Dataset rows:
══════════
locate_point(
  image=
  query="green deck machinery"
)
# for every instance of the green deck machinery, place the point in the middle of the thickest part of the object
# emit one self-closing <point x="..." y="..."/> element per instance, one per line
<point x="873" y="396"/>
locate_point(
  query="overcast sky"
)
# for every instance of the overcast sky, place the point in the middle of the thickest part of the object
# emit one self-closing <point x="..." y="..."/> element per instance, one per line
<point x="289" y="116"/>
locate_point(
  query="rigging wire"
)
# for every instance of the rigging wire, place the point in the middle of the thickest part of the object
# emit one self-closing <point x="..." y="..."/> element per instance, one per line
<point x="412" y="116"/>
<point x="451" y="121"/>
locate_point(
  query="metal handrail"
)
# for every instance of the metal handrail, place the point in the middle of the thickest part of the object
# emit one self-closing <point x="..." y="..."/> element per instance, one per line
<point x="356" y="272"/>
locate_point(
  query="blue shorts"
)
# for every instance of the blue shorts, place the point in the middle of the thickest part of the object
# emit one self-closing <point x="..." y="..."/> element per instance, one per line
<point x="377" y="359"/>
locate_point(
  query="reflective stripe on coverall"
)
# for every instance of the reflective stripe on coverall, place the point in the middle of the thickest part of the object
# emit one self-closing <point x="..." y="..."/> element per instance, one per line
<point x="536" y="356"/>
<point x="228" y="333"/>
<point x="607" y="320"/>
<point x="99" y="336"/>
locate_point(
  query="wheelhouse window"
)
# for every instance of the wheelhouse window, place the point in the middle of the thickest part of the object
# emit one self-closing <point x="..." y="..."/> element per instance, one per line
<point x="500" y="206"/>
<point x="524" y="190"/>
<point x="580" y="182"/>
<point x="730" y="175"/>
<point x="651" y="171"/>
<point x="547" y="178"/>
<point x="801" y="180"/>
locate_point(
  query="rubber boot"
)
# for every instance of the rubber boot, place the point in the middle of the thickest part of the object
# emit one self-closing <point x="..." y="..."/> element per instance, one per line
══════════
■ WHAT IS ASKED
Collect every line of the material above that contains the string "handrail".

■ RESULT
  query="metal handrail"
# for every instance of the metal handrail, place the point in the middle of the thickest part of the object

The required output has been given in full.